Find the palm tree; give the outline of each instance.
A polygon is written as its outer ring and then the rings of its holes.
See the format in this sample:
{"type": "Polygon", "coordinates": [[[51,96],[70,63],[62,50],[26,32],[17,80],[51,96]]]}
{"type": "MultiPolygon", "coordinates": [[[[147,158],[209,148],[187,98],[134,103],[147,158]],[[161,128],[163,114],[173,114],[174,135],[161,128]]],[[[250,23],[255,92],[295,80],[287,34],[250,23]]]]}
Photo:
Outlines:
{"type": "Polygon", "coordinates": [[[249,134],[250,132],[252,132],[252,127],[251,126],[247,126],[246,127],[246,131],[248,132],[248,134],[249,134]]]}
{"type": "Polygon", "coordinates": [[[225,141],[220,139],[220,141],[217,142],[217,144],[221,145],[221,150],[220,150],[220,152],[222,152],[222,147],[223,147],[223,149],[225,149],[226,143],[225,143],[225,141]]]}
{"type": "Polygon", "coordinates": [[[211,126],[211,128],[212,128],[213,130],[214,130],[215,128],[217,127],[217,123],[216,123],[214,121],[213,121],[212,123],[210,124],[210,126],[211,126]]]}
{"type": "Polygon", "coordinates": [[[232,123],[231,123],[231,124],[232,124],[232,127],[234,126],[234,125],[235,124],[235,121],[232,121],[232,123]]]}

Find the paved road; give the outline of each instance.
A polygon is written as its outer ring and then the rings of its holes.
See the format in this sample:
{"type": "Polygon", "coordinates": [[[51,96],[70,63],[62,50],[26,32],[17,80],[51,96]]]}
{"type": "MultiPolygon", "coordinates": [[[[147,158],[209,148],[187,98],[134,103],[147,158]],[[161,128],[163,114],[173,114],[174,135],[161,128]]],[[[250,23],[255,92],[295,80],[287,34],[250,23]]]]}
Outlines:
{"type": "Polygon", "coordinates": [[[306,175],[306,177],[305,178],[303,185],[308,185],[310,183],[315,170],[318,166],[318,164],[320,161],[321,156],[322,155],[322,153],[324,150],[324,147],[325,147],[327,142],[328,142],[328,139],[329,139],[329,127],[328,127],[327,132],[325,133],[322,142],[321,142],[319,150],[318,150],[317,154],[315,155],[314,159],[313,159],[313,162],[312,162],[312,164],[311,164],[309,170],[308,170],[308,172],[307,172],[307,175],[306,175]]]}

Your goal:
Put every line of the entries above into a Markdown table with the columns No. and Line, numbering the rows and skipping blank lines.

Response to this task:
| No. | Line |
|---|---|
| 1 | Find the palm tree; give the outline of each instance. |
| 2 | A polygon is written as its outer ring and then the rings of its holes. |
| 3 | See the format in this sample: |
| 4 | {"type": "Polygon", "coordinates": [[[51,96],[70,63],[62,50],[26,32],[17,80],[51,96]]]} |
| 5 | {"type": "MultiPolygon", "coordinates": [[[[147,158],[209,148],[187,98],[134,103],[147,158]],[[161,128],[163,114],[173,114],[174,135],[161,128]]],[[[250,23],[255,92],[295,80],[287,34],[250,23]]]]} |
| 6 | Photo: |
| 7 | Outlines: |
| 8 | {"type": "Polygon", "coordinates": [[[249,134],[250,132],[252,132],[252,127],[251,126],[247,126],[246,127],[246,131],[248,132],[248,134],[249,134]]]} |
| 9 | {"type": "Polygon", "coordinates": [[[225,141],[220,139],[220,141],[217,142],[217,144],[221,145],[221,150],[220,150],[220,152],[222,152],[222,147],[223,147],[223,149],[225,149],[226,143],[225,143],[225,141]]]} |
| 10 | {"type": "Polygon", "coordinates": [[[211,126],[211,128],[212,128],[213,130],[214,130],[215,128],[217,127],[217,123],[216,123],[214,121],[213,121],[212,123],[210,124],[210,126],[211,126]]]} |
| 11 | {"type": "Polygon", "coordinates": [[[232,123],[231,123],[231,124],[232,124],[232,127],[234,126],[234,125],[235,124],[235,121],[232,121],[232,123]]]} |
| 12 | Find the paved road; give the outline of each instance. |
| 13 | A polygon is written as its outer ring and then the rings of its holes. |
| 14 | See the format in this sample: |
| 15 | {"type": "Polygon", "coordinates": [[[51,96],[70,63],[62,50],[26,32],[17,80],[51,96]]]} |
| 16 | {"type": "MultiPolygon", "coordinates": [[[[147,158],[209,148],[187,98],[134,103],[147,158]],[[161,128],[163,114],[173,114],[174,135],[161,128]]],[[[250,23],[255,92],[295,80],[287,34],[250,23]]]]} |
| 17 | Outlines: |
| 18 | {"type": "Polygon", "coordinates": [[[306,175],[306,177],[305,178],[303,185],[308,185],[310,183],[315,170],[318,166],[318,164],[320,161],[321,156],[322,155],[322,153],[324,150],[324,147],[325,147],[327,142],[328,142],[328,139],[329,139],[329,127],[328,127],[327,132],[325,133],[322,142],[321,142],[319,150],[318,150],[317,154],[315,155],[314,159],[313,159],[313,162],[312,162],[312,164],[311,164],[309,170],[308,170],[308,172],[307,172],[307,175],[306,175]]]} |